WRITTEN TASK: Skip the pictures. Transcribe the rest of the data below without changing a word.

[start of THE INPUT]

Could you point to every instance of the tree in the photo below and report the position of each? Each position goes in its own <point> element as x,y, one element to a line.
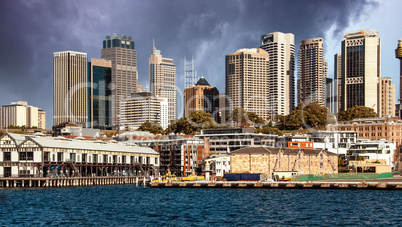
<point>312,115</point>
<point>356,112</point>
<point>152,127</point>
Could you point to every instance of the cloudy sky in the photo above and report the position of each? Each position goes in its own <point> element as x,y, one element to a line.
<point>32,30</point>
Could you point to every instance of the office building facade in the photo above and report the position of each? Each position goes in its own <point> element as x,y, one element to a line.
<point>201,97</point>
<point>99,93</point>
<point>247,84</point>
<point>20,114</point>
<point>70,93</point>
<point>361,71</point>
<point>387,97</point>
<point>162,80</point>
<point>312,72</point>
<point>281,50</point>
<point>120,50</point>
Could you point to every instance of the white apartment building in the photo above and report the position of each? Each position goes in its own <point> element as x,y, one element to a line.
<point>21,114</point>
<point>281,50</point>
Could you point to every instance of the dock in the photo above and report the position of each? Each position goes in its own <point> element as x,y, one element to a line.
<point>46,182</point>
<point>280,185</point>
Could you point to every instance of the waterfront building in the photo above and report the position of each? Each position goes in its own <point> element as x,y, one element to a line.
<point>178,155</point>
<point>247,84</point>
<point>388,128</point>
<point>162,80</point>
<point>379,151</point>
<point>268,160</point>
<point>387,97</point>
<point>20,114</point>
<point>140,108</point>
<point>201,97</point>
<point>281,50</point>
<point>219,164</point>
<point>40,156</point>
<point>361,74</point>
<point>120,50</point>
<point>227,140</point>
<point>312,72</point>
<point>70,87</point>
<point>99,94</point>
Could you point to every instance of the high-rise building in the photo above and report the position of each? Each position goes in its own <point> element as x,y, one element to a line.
<point>312,72</point>
<point>281,50</point>
<point>398,54</point>
<point>99,93</point>
<point>338,81</point>
<point>162,80</point>
<point>70,93</point>
<point>247,84</point>
<point>20,114</point>
<point>387,97</point>
<point>140,108</point>
<point>119,49</point>
<point>203,97</point>
<point>361,71</point>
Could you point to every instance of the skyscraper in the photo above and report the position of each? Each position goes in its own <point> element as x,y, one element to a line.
<point>99,93</point>
<point>312,72</point>
<point>119,49</point>
<point>281,50</point>
<point>247,84</point>
<point>398,54</point>
<point>162,80</point>
<point>70,92</point>
<point>203,97</point>
<point>361,71</point>
<point>338,81</point>
<point>387,97</point>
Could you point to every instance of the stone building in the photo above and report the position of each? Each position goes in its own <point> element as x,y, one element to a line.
<point>268,160</point>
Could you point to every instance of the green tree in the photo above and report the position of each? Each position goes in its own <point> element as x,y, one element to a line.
<point>312,115</point>
<point>152,127</point>
<point>356,112</point>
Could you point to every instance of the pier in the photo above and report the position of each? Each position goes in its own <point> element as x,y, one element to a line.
<point>46,182</point>
<point>281,185</point>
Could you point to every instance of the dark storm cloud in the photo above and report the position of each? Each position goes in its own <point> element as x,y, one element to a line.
<point>32,30</point>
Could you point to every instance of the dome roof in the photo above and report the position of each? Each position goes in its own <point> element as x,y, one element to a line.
<point>202,81</point>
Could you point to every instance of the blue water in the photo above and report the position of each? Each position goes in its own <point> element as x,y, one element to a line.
<point>127,205</point>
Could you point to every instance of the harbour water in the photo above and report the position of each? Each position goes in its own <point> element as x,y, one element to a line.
<point>127,205</point>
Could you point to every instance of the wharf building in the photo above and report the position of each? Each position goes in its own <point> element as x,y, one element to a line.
<point>120,50</point>
<point>247,84</point>
<point>281,50</point>
<point>162,80</point>
<point>70,88</point>
<point>201,97</point>
<point>140,108</point>
<point>270,160</point>
<point>387,97</point>
<point>231,139</point>
<point>387,128</point>
<point>361,71</point>
<point>178,155</point>
<point>311,84</point>
<point>39,156</point>
<point>20,114</point>
<point>381,151</point>
<point>99,94</point>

[end of THE INPUT]

RESULT BELOW:
Could you point to every instance of the tree in the photo below and report the position of each? Each position goes in its own <point> element as x,y, one element to a line.
<point>312,115</point>
<point>356,112</point>
<point>152,127</point>
Could you point to every instance of the cloudy sky in the photo above and report the position of each? Each position goes in its own <point> element as x,y, one element to a line.
<point>32,30</point>
Could you point to every instance of the office building facade in the photo above and report the position of each? Each position goes in its own <point> element as x,y, one element to a line.
<point>201,97</point>
<point>99,93</point>
<point>247,84</point>
<point>20,114</point>
<point>70,93</point>
<point>361,71</point>
<point>387,97</point>
<point>162,80</point>
<point>312,72</point>
<point>281,50</point>
<point>120,50</point>
Could you point to every instance of the white apartment building in the photo above and report the position of each? Each position goes in its own <point> element as x,y, one element to a line.
<point>21,114</point>
<point>281,50</point>
Could you point to every instance of the dock in the photo above and report the position of each? Each position goes in its own <point> element as x,y, one element to a line.
<point>46,182</point>
<point>280,185</point>
Could you point to every instance of the waterfront building in the photo above and report the position of each? Each position goes in its own <point> element as x,y, one element to a line.
<point>178,155</point>
<point>247,84</point>
<point>388,128</point>
<point>162,80</point>
<point>379,151</point>
<point>268,160</point>
<point>387,97</point>
<point>20,114</point>
<point>140,108</point>
<point>201,97</point>
<point>281,50</point>
<point>219,164</point>
<point>40,156</point>
<point>361,74</point>
<point>120,50</point>
<point>227,140</point>
<point>312,72</point>
<point>70,87</point>
<point>99,94</point>
Could you point to every instance of the high-rise building in the photo above and report the position of each? Each position goes in its own <point> element as x,y, one element to a line.
<point>312,72</point>
<point>281,50</point>
<point>398,54</point>
<point>99,93</point>
<point>338,81</point>
<point>162,80</point>
<point>70,93</point>
<point>247,84</point>
<point>20,114</point>
<point>387,97</point>
<point>140,108</point>
<point>119,49</point>
<point>203,97</point>
<point>361,71</point>
Could you point to every instance of the skyscraper in the photo above and report the position of each? Each position goes in its own <point> element as x,y, one element to a line.
<point>99,93</point>
<point>312,72</point>
<point>119,49</point>
<point>281,50</point>
<point>247,84</point>
<point>398,54</point>
<point>162,80</point>
<point>70,92</point>
<point>203,97</point>
<point>361,71</point>
<point>338,81</point>
<point>387,97</point>
Could you point to every instance of the stone building in the photo above and report the position of each? Each position goes in its own <point> element as x,y, one element to a line.
<point>268,160</point>
Could you point to every instance of the green tree in the photo above and report the position of each? Each position goes in its own <point> element as x,y, one element to a line.
<point>312,115</point>
<point>152,127</point>
<point>356,112</point>
Could you point to every instance of the pier in the photo above and report the position of each? Each position goes in its own <point> element as x,y, one element to a line.
<point>46,182</point>
<point>281,185</point>
Could you point to every instance of the dark storm cloud in the photo above and report the position of each? Each position goes in its own <point> element as x,y, one element to a line.
<point>32,30</point>
Could you point to every instance of the dome roof in the photo above and report the position of each? Each position goes in its own <point> element as x,y, one element to a line.
<point>202,81</point>
Could you point to every instance of the blue water in the photo above and report the position of each? Each position goes in its own <point> element as x,y, one element to a line.
<point>127,205</point>
Could you point to every instance of the harbour water in the photo above and report the position of each? Each position goes in its own <point> element as x,y, one element to a line.
<point>127,205</point>
Could you point to every instance of the wharf building in the photo above and report the position of each? Each position goes in its own <point> element as x,y, one element to a line.
<point>120,50</point>
<point>247,84</point>
<point>281,50</point>
<point>162,80</point>
<point>70,88</point>
<point>201,97</point>
<point>140,108</point>
<point>270,160</point>
<point>387,97</point>
<point>231,139</point>
<point>387,128</point>
<point>361,71</point>
<point>178,155</point>
<point>311,84</point>
<point>39,156</point>
<point>20,114</point>
<point>381,151</point>
<point>99,94</point>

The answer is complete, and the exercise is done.